## Text shown
····················

Engaging investors: A mix of old and new approaches to courting the private sector

Under the National Development Plan (NDP) and Vision 2035, the government is committed to spending vast sums on construction and infrastructure projects over the next two decades. Although liquidity in the public sector is high, many of these projects will require significant private investment to come to fruition. To attract investors, the authorities plan to offer numerous public-private partnership (PPP) opportunities.

BOTS: Most PPP construction projects under the NDP are expected to follow a build-operate-transfer (BOT) model, wherein a private firm builds and manages a facility for a fixed period before transferring ownership to the government. The current legal framework governing BOT contracts in Kuwait dates back to Law 7 of 2008. Under Law 7, all government bodies forming BOT agreements that involve state land must get permission from a “supreme committee” of senior ministers and officials. In addition, the law sets a contract limit of 30 years, with 40-year terms available in special cases. Furthermore, for all BOT contracts above KD60m ($216.3m), the law calls for the establishment of a special purpose vehicle (SPV) formed as a joint stock company. In most cases, the firm executing the project retains 10% of shares in the SPV, with another 40% offered to other companies at public auction and 50% reserved for public subscription to Kuwaiti nationals.

····················

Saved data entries
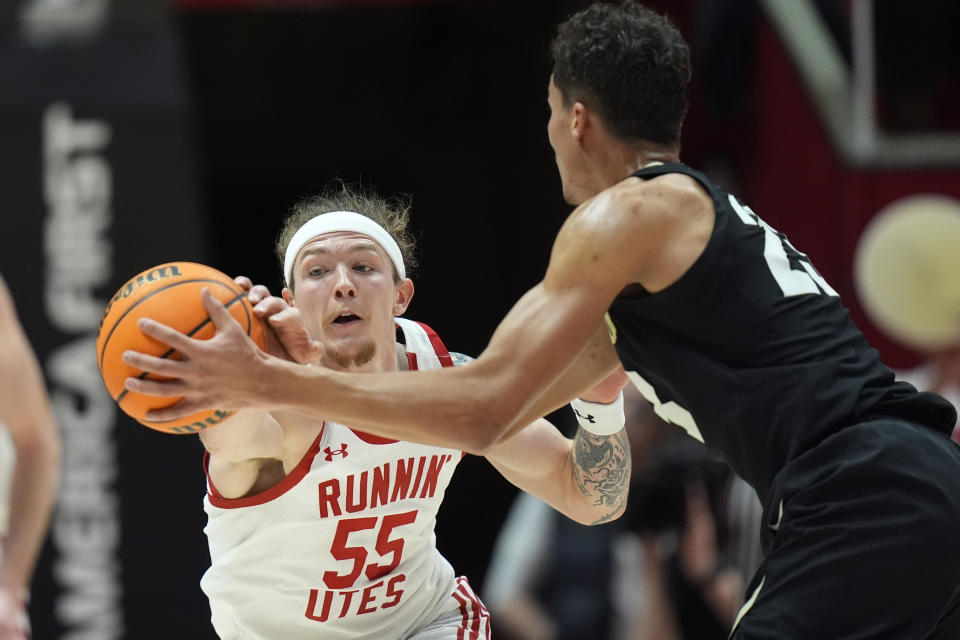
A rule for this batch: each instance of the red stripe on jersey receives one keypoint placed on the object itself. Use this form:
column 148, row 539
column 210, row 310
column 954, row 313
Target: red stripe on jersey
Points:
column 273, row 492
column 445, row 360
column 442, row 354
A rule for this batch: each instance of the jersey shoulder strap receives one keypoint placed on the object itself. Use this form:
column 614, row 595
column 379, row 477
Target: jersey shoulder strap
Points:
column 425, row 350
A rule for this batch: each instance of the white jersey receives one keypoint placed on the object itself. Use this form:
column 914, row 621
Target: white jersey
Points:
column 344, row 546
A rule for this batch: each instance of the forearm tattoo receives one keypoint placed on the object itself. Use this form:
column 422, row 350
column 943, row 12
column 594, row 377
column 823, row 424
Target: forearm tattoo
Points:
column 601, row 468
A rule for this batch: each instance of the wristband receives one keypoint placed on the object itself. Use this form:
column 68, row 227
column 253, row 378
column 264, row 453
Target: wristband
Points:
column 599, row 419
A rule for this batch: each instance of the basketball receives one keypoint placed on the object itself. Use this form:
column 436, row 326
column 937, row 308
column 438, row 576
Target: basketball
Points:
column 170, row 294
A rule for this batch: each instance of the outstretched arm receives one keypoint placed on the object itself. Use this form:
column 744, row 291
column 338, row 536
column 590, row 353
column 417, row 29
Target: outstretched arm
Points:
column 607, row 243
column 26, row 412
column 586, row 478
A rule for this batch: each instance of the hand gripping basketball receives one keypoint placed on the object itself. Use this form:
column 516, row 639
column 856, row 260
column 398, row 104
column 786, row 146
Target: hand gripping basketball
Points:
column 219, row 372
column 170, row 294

····················

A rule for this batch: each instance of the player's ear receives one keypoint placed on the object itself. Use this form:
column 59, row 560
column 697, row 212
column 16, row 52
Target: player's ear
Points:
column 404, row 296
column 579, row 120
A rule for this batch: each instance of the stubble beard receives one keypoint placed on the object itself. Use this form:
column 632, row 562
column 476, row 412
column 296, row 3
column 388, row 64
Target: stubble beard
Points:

····················

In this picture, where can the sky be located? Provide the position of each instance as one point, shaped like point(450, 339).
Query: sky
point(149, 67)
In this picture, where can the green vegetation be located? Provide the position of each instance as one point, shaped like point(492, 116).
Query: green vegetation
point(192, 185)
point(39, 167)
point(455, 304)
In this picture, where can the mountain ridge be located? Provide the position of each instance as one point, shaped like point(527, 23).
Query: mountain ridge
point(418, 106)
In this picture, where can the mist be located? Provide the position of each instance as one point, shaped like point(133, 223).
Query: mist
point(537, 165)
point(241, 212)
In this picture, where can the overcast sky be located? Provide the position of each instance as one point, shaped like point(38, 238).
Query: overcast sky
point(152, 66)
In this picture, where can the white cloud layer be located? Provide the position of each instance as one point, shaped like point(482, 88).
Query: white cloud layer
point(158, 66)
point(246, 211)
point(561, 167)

····················

## Problem to work on
Carry the article on courting private investment for Kuwait's infrastructure projects forward from its final sentence.

## Response
A FAVOURED MODEL: The BOT model has several advantages: it allows the state to attract private investment but still retain control of assets; it facilitates technology transfer and the sharing of international best practices; and by requiring private investors to bear most of the construction costs, this approach reduces the public sector’s financial risk. This latter point is indeed crucial given that Kuwait’s heavy reliance on government revenue is regarded as unsustainable.

For private investors, BOT contracts can offer strong returns if developers are given adequate time to generate revenue and recoup construction costs. In Kuwait, the current 30-year BOT window is far more generous the 20-year timeframe that prevailed for much of the past two decades. Perhaps most importantly, BOT schemes give private developers access to land, which is a premium commodity considering over 90% of the country’s land mass is controlled by the government.

The BOT model has often been successful at delivering major development projects in Kuwait over the past 20 years, especially in the areas of infrastructure, power, real estate and transportation. According to Osama Refaei, the general manager of construction and engineering at Kuwait Dynamics, “In the past two decades we have seen successful, large-scale BOT projects in nearly every sector of the economy. The model has flourished because the government has been able to mitigate risk and hire quality developers, while the private sector has been able to take on unique ventures and generate profits.”

One successful BOT venture has been the Sulaibiya Wastewater Treatment and Reclamation Plant, which was built by Germany’s Philipp Holzmann and Kuwait’s Kharafi Group in 2002-04 at a cost of KD116m ($418.18m). It is the first facility of its kind in the Middle East and one of the largest the world. Both parties operate the plant under the 30-year concession.

NEW APPROACHES: Although the BOT approach has a strong track record in Kuwait, the government is keen to explore other PPP models to boost private sector participation. One agency investigating new PPP opportunities is the Partnerships Technical Bureau (PTB).

According to local reports, the PTB plans to structure 24 private sector projects worth $21bn.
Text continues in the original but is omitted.